Task instructions » Pictures aside, copy every record word for word.

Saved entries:

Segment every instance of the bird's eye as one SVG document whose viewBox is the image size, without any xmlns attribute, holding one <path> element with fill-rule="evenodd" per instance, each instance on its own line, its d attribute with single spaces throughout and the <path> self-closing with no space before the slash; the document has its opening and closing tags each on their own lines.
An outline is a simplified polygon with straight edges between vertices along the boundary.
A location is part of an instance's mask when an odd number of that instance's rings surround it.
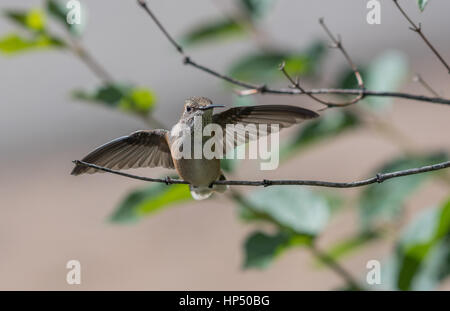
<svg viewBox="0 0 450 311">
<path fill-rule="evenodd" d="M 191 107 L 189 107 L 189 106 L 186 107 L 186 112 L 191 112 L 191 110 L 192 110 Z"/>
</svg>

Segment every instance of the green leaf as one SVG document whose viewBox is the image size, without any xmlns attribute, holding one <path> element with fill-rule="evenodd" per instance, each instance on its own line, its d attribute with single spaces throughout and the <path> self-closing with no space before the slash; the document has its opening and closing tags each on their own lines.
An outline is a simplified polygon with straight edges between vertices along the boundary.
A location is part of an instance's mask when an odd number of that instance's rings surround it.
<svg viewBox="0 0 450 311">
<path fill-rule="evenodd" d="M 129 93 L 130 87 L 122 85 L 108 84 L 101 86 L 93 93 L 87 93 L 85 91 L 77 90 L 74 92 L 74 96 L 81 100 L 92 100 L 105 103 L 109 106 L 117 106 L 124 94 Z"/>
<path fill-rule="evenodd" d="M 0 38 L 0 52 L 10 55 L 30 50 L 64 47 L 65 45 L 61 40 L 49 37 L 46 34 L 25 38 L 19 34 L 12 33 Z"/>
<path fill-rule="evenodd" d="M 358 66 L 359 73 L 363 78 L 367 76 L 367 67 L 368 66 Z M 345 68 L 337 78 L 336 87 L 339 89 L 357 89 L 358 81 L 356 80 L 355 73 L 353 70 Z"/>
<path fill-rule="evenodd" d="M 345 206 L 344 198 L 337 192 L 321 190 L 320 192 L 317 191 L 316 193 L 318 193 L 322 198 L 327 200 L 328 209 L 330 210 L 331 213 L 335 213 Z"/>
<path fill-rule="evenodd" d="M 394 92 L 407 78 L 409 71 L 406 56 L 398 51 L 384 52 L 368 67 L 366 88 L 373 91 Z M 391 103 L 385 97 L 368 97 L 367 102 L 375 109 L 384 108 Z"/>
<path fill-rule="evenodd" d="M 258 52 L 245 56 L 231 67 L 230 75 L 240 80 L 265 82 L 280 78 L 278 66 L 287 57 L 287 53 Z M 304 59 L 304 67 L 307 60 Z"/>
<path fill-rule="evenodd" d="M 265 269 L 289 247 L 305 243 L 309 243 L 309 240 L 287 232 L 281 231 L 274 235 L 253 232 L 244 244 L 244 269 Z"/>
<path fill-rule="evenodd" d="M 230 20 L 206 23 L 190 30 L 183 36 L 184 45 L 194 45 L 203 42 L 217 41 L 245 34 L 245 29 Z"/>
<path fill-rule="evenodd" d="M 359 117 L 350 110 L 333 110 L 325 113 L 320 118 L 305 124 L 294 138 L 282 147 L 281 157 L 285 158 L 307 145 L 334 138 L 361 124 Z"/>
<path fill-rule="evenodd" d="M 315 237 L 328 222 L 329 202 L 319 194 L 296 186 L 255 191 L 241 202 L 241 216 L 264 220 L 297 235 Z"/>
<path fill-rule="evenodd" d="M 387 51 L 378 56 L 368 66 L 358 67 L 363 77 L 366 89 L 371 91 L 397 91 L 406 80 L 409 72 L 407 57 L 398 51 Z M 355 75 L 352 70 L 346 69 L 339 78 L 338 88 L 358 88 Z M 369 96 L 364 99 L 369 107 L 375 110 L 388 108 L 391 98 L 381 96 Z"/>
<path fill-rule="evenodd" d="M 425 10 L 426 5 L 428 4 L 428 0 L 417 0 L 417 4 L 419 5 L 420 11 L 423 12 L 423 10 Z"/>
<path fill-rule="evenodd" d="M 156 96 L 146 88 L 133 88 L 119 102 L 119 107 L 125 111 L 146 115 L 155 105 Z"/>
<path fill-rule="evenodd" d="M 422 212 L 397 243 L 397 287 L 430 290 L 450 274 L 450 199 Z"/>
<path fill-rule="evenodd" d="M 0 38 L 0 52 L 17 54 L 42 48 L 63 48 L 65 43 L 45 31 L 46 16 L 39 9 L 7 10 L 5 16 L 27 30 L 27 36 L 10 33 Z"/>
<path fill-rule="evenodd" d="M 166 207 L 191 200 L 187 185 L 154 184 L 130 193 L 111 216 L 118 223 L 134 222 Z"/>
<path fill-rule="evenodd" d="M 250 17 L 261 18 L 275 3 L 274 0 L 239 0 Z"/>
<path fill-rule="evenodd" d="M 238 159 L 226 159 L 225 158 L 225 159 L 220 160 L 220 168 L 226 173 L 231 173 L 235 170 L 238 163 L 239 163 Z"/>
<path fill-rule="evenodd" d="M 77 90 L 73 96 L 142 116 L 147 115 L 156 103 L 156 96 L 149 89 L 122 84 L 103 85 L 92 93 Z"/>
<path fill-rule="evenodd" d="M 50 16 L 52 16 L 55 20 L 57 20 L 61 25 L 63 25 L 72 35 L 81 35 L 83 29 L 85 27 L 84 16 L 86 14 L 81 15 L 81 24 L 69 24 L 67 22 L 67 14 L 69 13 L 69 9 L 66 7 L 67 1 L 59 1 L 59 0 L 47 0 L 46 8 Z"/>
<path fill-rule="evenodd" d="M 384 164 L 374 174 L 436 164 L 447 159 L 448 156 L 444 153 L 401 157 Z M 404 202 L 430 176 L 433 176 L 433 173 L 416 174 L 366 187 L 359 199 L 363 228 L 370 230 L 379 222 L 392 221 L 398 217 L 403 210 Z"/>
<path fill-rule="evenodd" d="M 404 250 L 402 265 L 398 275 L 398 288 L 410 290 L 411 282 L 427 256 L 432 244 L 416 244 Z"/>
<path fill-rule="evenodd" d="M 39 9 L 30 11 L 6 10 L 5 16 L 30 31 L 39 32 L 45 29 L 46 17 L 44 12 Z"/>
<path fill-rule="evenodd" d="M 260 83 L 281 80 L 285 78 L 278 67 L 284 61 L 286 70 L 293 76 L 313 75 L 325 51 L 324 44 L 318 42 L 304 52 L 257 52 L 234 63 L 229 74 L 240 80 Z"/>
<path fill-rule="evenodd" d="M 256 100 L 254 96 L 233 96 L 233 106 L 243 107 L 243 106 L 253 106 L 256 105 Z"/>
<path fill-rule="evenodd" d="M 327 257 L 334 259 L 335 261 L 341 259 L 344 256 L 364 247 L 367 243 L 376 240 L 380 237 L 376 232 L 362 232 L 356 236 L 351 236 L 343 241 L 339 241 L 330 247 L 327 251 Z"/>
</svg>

Expected output »
Segment every instance of the bird's eye as one SVG document whose viewBox is the image size, without any xmlns attribute, holding one <path> element with fill-rule="evenodd" per instance, each instance on its own line, its d attribute with single spaces throughout and the <path> self-closing with no space before the slash; the document has its opening and closing tags each on their own lines.
An outline is a simplified polygon with straight edges between vertices along the boundary.
A location is part of an instance's mask when an odd number of that instance's rings surround it.
<svg viewBox="0 0 450 311">
<path fill-rule="evenodd" d="M 191 107 L 189 107 L 189 106 L 186 107 L 186 112 L 191 112 L 191 110 L 192 110 Z"/>
</svg>

Segment every instance of the green leaf as one SVG document whose viewBox is the image size, without any xmlns attribute, holding one <path> element with fill-rule="evenodd" per instance, each instance on its own line, its d attribute with single spaces throughout and the <path> self-closing with no space before the slash; the document has its opening and closing tags each on their own lines.
An outline is a simplified polygon with straight edges between vertices along the boundary.
A location is part of an instance's mask when an odd number of that instance's rings surround it.
<svg viewBox="0 0 450 311">
<path fill-rule="evenodd" d="M 129 93 L 130 87 L 122 85 L 108 84 L 101 86 L 93 93 L 87 93 L 85 91 L 77 90 L 74 92 L 74 96 L 81 100 L 92 100 L 105 103 L 109 106 L 117 106 L 124 94 Z"/>
<path fill-rule="evenodd" d="M 0 38 L 0 52 L 10 55 L 30 50 L 64 47 L 65 45 L 61 40 L 49 37 L 46 34 L 25 38 L 19 34 L 12 33 Z"/>
<path fill-rule="evenodd" d="M 358 66 L 359 73 L 363 78 L 367 76 L 367 67 L 368 66 Z M 345 68 L 337 78 L 336 87 L 339 89 L 357 89 L 358 81 L 356 80 L 355 73 L 353 70 Z"/>
<path fill-rule="evenodd" d="M 345 206 L 344 198 L 337 192 L 321 190 L 320 192 L 317 191 L 316 193 L 318 193 L 322 198 L 327 200 L 328 209 L 330 210 L 331 213 L 335 213 Z"/>
<path fill-rule="evenodd" d="M 394 92 L 407 78 L 409 71 L 406 56 L 398 51 L 384 52 L 368 67 L 366 88 L 373 91 Z M 391 103 L 385 97 L 368 97 L 367 102 L 375 109 L 384 108 Z"/>
<path fill-rule="evenodd" d="M 258 52 L 245 56 L 231 67 L 230 75 L 240 80 L 265 82 L 280 78 L 278 66 L 287 57 L 287 53 Z M 304 59 L 304 67 L 307 60 Z"/>
<path fill-rule="evenodd" d="M 265 269 L 289 247 L 305 243 L 309 243 L 309 240 L 287 232 L 281 231 L 274 235 L 253 232 L 244 244 L 244 269 Z"/>
<path fill-rule="evenodd" d="M 230 20 L 206 23 L 190 30 L 183 36 L 184 45 L 194 45 L 203 42 L 217 41 L 245 34 L 245 29 Z"/>
<path fill-rule="evenodd" d="M 359 117 L 350 110 L 333 110 L 325 113 L 320 118 L 305 124 L 294 138 L 282 147 L 281 157 L 285 158 L 307 145 L 334 138 L 361 124 Z"/>
<path fill-rule="evenodd" d="M 315 237 L 328 222 L 329 202 L 319 194 L 296 186 L 255 191 L 241 202 L 241 216 L 264 220 L 297 235 Z"/>
<path fill-rule="evenodd" d="M 387 51 L 378 56 L 368 66 L 358 67 L 363 77 L 366 89 L 371 91 L 397 91 L 406 80 L 409 72 L 407 57 L 398 51 Z M 355 75 L 352 70 L 346 69 L 339 78 L 338 88 L 358 88 Z M 369 96 L 364 99 L 369 107 L 375 110 L 388 108 L 391 98 L 381 96 Z"/>
<path fill-rule="evenodd" d="M 425 10 L 426 5 L 428 4 L 428 0 L 417 0 L 417 4 L 419 5 L 420 11 L 423 12 L 423 10 Z"/>
<path fill-rule="evenodd" d="M 156 96 L 146 88 L 133 88 L 119 102 L 119 107 L 125 111 L 146 115 L 155 105 Z"/>
<path fill-rule="evenodd" d="M 422 212 L 397 243 L 397 287 L 430 290 L 450 274 L 450 199 Z"/>
<path fill-rule="evenodd" d="M 0 38 L 0 52 L 17 54 L 42 48 L 63 48 L 65 43 L 45 31 L 46 16 L 39 9 L 7 10 L 5 16 L 27 30 L 27 36 L 10 33 Z"/>
<path fill-rule="evenodd" d="M 166 207 L 191 200 L 187 185 L 154 184 L 130 193 L 111 216 L 118 223 L 134 222 Z"/>
<path fill-rule="evenodd" d="M 250 17 L 261 18 L 275 3 L 274 0 L 239 0 Z"/>
<path fill-rule="evenodd" d="M 238 159 L 226 159 L 225 158 L 225 159 L 220 160 L 220 168 L 226 173 L 231 173 L 235 170 L 238 163 L 239 163 Z"/>
<path fill-rule="evenodd" d="M 77 90 L 73 96 L 142 116 L 147 115 L 156 103 L 156 96 L 149 89 L 122 84 L 103 85 L 92 93 Z"/>
<path fill-rule="evenodd" d="M 50 16 L 52 16 L 55 20 L 57 20 L 61 25 L 63 25 L 72 35 L 81 35 L 83 29 L 85 27 L 84 16 L 86 14 L 81 15 L 81 24 L 69 24 L 67 22 L 67 14 L 69 13 L 69 9 L 66 7 L 67 1 L 59 1 L 59 0 L 47 0 L 46 8 Z"/>
<path fill-rule="evenodd" d="M 384 164 L 374 174 L 436 164 L 447 159 L 448 156 L 444 153 L 401 157 Z M 404 202 L 430 176 L 433 176 L 433 173 L 416 174 L 366 187 L 359 199 L 363 228 L 370 230 L 379 222 L 392 221 L 398 217 L 403 210 Z"/>
<path fill-rule="evenodd" d="M 404 250 L 402 265 L 398 275 L 398 288 L 410 290 L 411 282 L 427 256 L 432 244 L 416 244 Z"/>
<path fill-rule="evenodd" d="M 39 9 L 30 11 L 6 10 L 5 16 L 30 31 L 39 32 L 45 29 L 46 17 L 44 12 Z"/>
<path fill-rule="evenodd" d="M 260 83 L 281 80 L 285 78 L 278 67 L 284 61 L 286 70 L 293 76 L 313 75 L 325 51 L 324 44 L 318 42 L 304 52 L 257 52 L 234 63 L 229 74 L 240 80 Z"/>
<path fill-rule="evenodd" d="M 256 100 L 254 96 L 233 96 L 233 106 L 243 107 L 243 106 L 253 106 L 256 105 Z"/>
<path fill-rule="evenodd" d="M 327 257 L 334 259 L 335 261 L 341 259 L 344 256 L 364 247 L 367 243 L 376 240 L 380 237 L 376 232 L 362 232 L 356 236 L 351 236 L 343 241 L 339 241 L 330 247 L 327 251 Z"/>
</svg>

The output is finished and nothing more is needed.